DOCUMENT EXCERPT:

###

Since at least the advent of sociobiology (now generally referred to as evolutionary psychology), researchers have been turning their critical eye to the question: what are the characteristics of (primarily feminine) beauty? Two interesting studies on this subject were published in June. The first, published by researchers at the University of New South Wales in Australia, seems to indicate that so-called average women are considered the most attractive by men. The second, published by researchers at Wake Forest University in North Carolina, seems to indicate that men find women who are slender and confident.
How can we reconcile these findings with each other and with that of a study published earlier this year that sought to quantify the ideal female body? One good way to distinguish between them is to look at the study design. The NSW study utilized 200 line-drawn models that were shown to 100 men. The study looked for statistical correlation between the waist-to-hip ratio and perceived attractiveness, but found none, and, instead found a "strong preference for average values" of waist, hip, and shoulder width. Two immediate factors against this study: the use of line drawn torsos that apparently did not incorporate breast size as a variable, and the use of only 100 men to obtain their results.

###

DATA PROVIDED:
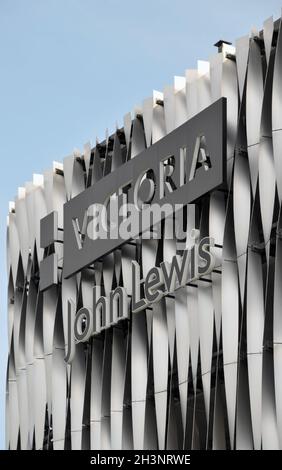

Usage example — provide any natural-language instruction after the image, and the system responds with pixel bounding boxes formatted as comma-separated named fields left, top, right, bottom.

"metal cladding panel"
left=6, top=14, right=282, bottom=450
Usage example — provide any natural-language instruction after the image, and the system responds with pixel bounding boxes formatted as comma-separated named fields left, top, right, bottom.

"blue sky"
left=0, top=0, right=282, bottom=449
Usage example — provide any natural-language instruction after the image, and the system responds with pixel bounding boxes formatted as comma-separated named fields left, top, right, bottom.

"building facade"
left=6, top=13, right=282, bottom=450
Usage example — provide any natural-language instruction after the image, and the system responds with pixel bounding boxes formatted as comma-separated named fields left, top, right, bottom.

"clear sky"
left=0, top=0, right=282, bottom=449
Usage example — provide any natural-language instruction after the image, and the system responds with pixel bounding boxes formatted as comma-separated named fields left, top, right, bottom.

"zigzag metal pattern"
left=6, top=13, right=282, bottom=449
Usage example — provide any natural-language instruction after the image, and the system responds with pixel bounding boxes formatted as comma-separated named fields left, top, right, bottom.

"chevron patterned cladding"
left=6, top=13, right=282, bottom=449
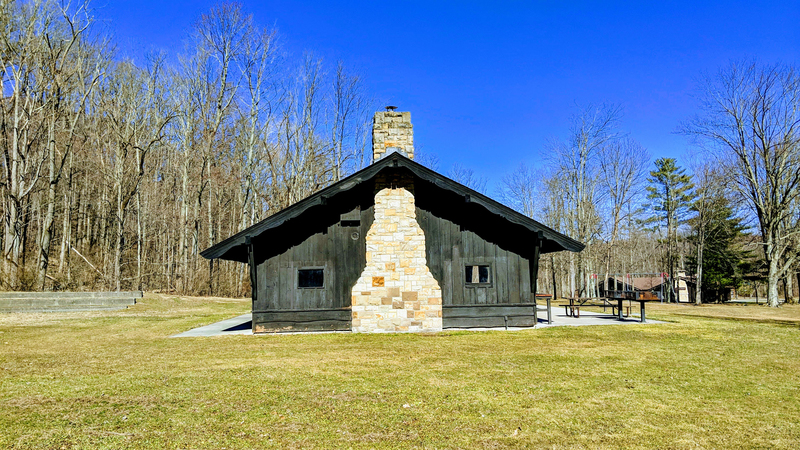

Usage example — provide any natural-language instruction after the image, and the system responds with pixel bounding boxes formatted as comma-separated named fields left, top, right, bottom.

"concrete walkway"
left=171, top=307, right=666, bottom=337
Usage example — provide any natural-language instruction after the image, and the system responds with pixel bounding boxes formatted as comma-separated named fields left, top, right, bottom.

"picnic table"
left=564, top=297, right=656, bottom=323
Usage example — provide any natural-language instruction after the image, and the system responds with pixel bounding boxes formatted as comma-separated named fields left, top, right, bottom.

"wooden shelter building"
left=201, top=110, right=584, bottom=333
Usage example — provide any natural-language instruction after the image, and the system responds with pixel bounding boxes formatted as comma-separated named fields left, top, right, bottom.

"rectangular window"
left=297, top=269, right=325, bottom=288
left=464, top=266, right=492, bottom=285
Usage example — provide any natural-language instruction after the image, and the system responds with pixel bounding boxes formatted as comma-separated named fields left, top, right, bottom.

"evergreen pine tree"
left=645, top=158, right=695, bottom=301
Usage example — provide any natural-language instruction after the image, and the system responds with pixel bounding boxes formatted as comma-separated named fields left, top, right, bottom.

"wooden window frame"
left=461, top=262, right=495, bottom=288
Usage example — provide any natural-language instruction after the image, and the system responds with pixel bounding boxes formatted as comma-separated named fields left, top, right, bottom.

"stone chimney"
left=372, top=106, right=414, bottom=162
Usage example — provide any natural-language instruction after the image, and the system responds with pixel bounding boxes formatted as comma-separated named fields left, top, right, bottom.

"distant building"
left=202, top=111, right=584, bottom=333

###

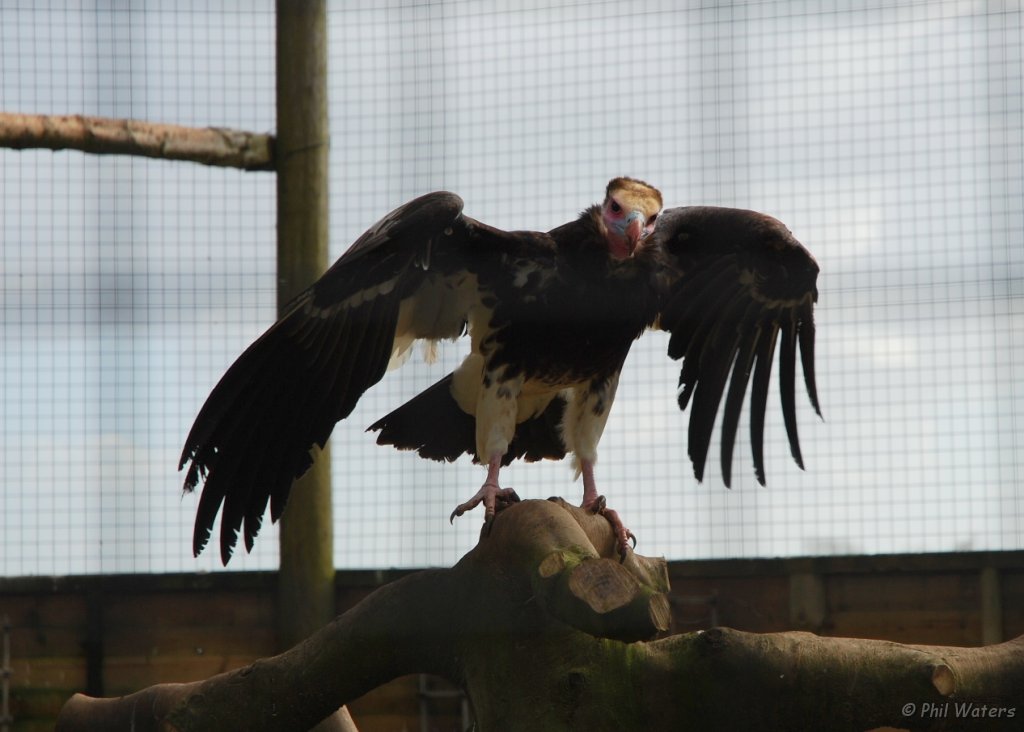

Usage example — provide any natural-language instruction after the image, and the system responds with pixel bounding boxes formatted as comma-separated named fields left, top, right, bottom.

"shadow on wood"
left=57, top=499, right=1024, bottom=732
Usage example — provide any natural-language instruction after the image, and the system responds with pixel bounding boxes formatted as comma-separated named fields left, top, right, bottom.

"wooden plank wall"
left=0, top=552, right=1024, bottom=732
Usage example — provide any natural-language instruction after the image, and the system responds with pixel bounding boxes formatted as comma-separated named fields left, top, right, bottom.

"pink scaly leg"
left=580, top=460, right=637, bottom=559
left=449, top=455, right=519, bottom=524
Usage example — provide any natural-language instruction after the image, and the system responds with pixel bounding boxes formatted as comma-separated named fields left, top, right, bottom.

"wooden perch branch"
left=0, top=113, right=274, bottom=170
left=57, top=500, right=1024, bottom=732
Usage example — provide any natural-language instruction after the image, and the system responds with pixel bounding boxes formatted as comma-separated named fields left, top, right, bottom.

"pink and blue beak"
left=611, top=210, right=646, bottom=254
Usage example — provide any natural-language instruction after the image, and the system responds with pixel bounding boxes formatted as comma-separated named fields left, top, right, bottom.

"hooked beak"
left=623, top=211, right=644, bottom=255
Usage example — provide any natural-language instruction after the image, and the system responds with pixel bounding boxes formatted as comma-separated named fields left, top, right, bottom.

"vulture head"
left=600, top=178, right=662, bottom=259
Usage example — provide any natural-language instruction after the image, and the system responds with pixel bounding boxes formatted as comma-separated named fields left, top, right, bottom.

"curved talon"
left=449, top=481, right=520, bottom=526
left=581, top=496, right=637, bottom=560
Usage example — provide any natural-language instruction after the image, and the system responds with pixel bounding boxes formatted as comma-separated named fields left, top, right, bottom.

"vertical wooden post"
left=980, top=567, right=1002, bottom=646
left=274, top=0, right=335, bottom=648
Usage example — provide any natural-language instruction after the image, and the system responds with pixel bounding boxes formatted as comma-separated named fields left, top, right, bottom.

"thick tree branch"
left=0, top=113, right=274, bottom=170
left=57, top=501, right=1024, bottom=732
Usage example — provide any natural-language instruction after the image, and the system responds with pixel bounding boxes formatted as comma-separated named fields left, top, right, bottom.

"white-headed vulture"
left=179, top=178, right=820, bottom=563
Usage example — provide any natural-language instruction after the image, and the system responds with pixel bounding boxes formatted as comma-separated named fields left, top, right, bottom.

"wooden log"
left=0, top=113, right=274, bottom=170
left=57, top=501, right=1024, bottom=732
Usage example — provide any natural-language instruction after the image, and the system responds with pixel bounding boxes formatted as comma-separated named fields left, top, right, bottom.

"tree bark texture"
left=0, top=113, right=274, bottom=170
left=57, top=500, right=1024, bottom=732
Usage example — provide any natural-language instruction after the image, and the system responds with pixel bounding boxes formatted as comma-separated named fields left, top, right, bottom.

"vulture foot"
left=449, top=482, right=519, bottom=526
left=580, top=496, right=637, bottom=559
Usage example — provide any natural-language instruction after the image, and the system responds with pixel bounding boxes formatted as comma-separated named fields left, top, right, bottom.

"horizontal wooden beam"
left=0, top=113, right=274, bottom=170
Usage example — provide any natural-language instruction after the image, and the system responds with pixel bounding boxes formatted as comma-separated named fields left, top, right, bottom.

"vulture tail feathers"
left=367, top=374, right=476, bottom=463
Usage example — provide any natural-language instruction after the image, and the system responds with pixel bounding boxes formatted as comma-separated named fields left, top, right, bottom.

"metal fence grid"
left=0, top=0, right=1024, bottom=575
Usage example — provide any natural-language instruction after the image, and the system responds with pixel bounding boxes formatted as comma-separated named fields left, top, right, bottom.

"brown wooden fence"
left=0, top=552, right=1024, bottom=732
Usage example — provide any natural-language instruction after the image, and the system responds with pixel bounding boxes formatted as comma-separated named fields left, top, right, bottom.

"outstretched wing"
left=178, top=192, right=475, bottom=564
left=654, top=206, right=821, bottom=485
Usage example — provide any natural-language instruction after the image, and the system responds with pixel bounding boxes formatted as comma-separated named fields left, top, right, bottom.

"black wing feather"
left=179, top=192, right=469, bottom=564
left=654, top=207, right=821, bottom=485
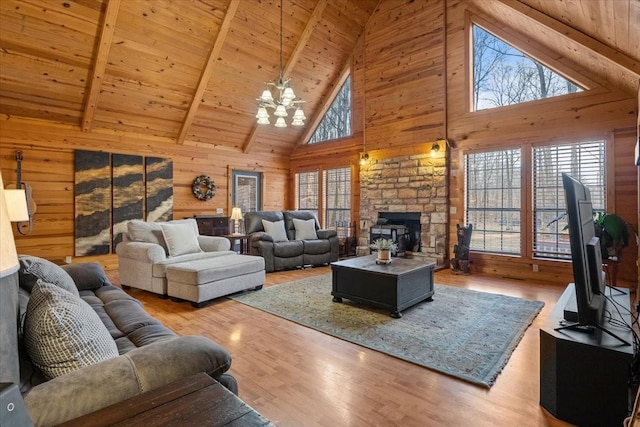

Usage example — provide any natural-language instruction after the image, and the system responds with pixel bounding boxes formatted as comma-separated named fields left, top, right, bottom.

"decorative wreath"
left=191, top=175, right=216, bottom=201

###

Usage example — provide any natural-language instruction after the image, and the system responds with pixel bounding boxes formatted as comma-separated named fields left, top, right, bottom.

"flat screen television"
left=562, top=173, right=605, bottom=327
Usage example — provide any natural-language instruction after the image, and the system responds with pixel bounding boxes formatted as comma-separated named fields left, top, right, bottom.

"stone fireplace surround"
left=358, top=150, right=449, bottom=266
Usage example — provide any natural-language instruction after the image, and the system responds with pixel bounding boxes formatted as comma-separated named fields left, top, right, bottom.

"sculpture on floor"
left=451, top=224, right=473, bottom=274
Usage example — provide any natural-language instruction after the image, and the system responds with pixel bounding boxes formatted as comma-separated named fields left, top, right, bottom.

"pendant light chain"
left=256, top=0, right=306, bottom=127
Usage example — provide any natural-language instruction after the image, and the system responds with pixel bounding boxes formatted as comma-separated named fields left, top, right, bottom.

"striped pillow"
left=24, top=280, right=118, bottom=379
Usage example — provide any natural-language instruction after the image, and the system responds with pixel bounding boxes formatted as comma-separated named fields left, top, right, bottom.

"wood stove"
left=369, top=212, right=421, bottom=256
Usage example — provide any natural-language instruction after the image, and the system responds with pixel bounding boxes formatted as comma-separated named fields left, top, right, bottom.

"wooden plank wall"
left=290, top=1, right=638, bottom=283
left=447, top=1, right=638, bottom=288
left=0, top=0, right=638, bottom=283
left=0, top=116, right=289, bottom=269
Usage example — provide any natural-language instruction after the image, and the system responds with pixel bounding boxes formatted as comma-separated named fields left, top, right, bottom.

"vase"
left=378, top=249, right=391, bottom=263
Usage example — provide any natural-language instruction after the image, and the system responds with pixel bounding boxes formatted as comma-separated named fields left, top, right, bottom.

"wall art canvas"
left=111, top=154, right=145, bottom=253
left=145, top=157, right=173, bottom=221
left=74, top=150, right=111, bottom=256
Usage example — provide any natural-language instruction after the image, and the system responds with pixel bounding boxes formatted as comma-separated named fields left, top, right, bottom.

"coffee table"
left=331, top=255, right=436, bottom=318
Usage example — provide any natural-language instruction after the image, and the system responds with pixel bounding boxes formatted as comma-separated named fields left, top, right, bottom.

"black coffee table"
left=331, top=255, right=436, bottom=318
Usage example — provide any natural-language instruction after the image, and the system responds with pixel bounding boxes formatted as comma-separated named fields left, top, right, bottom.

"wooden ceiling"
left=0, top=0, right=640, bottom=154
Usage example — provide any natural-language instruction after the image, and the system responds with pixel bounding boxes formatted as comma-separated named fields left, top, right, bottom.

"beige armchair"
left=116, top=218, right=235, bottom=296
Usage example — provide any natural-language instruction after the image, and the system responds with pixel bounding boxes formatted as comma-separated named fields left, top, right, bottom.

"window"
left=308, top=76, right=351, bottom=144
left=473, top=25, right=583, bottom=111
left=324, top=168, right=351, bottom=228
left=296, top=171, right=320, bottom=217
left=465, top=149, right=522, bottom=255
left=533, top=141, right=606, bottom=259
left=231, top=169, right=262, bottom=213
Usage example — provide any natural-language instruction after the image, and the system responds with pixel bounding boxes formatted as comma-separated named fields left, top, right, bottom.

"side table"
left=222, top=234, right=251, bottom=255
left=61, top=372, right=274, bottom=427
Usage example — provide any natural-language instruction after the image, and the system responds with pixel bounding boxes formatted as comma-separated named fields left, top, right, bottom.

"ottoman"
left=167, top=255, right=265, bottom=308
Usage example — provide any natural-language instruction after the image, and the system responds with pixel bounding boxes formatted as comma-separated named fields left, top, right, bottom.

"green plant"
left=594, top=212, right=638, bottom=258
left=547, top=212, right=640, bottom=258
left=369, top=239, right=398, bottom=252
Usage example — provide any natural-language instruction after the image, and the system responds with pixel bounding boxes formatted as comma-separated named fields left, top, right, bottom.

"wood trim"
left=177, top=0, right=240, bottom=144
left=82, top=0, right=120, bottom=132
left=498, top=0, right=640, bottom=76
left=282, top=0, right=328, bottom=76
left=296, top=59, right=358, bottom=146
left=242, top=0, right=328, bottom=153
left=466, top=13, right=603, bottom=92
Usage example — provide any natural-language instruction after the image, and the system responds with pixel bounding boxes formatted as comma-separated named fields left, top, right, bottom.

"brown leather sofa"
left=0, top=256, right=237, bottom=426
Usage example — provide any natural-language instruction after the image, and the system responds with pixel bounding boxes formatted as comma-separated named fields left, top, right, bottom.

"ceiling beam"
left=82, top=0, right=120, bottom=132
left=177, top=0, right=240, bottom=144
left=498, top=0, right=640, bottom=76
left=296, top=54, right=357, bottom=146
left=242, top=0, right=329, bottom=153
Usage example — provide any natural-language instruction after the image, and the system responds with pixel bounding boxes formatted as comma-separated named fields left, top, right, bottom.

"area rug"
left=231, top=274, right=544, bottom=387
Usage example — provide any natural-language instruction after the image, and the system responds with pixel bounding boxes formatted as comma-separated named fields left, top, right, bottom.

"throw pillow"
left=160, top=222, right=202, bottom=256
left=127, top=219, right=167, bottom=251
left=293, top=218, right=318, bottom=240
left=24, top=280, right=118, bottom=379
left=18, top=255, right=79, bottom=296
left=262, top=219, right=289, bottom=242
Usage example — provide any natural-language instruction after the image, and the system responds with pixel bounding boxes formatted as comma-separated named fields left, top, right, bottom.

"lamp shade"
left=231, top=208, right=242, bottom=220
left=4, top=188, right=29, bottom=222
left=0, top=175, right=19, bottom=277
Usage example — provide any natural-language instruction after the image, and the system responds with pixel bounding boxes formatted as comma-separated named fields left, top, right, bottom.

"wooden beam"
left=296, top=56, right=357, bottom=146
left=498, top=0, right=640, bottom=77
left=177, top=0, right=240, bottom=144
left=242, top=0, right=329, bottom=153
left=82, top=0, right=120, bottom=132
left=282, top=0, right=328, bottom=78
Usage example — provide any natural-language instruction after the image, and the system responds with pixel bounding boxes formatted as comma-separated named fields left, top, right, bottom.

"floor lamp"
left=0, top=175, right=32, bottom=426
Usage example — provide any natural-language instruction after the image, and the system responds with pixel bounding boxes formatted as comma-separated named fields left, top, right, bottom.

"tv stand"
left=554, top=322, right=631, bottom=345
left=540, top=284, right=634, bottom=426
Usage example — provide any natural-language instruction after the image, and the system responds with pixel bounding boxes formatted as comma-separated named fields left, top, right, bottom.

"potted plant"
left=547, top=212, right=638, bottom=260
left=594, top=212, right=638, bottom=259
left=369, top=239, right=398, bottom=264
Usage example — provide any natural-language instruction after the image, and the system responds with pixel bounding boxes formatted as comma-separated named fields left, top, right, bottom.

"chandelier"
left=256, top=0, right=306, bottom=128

###

TASK INSTRUCTIONS:
1: In the article on beauty studies, how many men were shown the line-drawn models in the NSW study?
2: Reproduce the article on beauty studies from "How can we reconcile" up to and including "obtain their results.".
The items come from a different source than the text.

RESULTS IN ORDER:
1: 100 men.

2:
How can we reconcile these findings with each other and with that of a study published earlier this year that sought to quantify the ideal female body? One good way to distinguish between them is to look at the study design. The NSW study utilized 200 line-drawn models that were shown to 100 men. The study looked for statistical correlation between the waist-to-hip ratio and perceived attractiveness, but found none, and, instead found a "strong preference for average values" of waist, hip, and shoulder width. Two immediate factors against this study: the use of line drawn torsos that apparently did not incorporate breast size as a variable, and the use of only 100 men to obtain their results.